[Problem details]: Copy out, unchanged, the lines of the records below that begin with the line containing "find man's nose" and run through the line containing "Query: black and white plaid shirt", with both of those lines included.

[Entries shown]:
* Start *

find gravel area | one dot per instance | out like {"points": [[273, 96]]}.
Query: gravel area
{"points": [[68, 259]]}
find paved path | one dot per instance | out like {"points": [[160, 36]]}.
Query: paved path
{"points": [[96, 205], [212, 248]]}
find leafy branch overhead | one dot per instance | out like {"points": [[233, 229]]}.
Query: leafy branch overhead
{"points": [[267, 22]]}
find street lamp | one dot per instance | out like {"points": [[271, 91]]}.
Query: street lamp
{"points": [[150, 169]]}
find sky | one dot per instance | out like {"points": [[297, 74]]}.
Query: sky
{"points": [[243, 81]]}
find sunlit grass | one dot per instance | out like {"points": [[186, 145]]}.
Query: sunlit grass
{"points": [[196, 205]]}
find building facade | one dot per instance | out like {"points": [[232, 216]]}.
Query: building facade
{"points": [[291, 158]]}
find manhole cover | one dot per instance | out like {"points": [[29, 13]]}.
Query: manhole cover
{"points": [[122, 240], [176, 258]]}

* End *
* Start *

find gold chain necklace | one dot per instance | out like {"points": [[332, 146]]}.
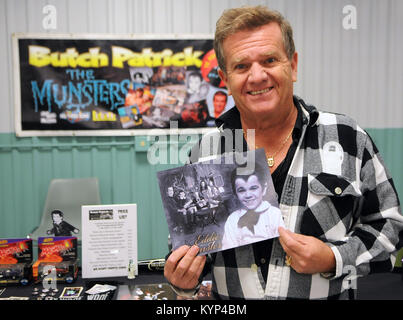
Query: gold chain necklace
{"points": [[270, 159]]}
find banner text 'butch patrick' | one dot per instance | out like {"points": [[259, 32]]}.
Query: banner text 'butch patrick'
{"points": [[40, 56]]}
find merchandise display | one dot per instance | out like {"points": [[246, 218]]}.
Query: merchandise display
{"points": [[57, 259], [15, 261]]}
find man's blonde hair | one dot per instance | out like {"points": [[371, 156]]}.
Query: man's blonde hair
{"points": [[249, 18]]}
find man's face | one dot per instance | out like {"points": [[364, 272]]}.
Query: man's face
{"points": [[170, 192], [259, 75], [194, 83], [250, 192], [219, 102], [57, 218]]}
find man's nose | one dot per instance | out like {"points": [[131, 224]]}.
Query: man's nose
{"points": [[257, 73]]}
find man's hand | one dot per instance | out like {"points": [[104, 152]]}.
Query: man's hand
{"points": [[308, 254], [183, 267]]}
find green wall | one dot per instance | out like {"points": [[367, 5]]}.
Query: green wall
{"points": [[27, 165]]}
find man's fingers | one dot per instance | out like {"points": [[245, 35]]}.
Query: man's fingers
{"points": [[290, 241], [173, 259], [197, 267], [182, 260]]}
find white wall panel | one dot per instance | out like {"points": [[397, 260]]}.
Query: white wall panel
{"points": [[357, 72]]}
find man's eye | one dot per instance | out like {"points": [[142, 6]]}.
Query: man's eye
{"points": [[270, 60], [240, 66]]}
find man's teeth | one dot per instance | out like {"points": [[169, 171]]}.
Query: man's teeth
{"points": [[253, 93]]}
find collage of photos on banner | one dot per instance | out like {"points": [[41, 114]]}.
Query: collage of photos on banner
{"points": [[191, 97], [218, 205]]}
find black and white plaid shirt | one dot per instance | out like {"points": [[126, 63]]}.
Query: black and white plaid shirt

* End *

[Task response]:
find man's nose | one dot per instance | out like {"points": [[131, 224]]}.
Query: man's nose
{"points": [[257, 73]]}
find man's hand | one dot per instance | out like {"points": [[104, 152]]}.
Query: man's hand
{"points": [[308, 254], [183, 267]]}
find green wall | one dot per instance | out like {"points": [[367, 5]]}.
Query: green wall
{"points": [[27, 165]]}
find man's fingers | one dot per instance | out like {"points": [[245, 35]]}.
Query: man's fingers
{"points": [[290, 241], [173, 259], [197, 267], [182, 260]]}
find white wall panel | one dot per instance | out like {"points": [[397, 260]]}.
Query: white wall panel
{"points": [[357, 72]]}
find man's eye | one dot per instance | out like {"points": [[142, 6]]}.
Query: man's eye
{"points": [[270, 60], [240, 66]]}
find man's teeth | one dot per instance | out like {"points": [[169, 171]]}.
Query: man's teeth
{"points": [[253, 93]]}
find collage of photos on banner | one dot per instance | out like {"points": [[41, 114]]}.
Query: collage of photos on banner
{"points": [[191, 97], [218, 205]]}
find black and white plaid shirt | one dot per instance | out like {"points": [[126, 63]]}.
Query: black and white plaid shirt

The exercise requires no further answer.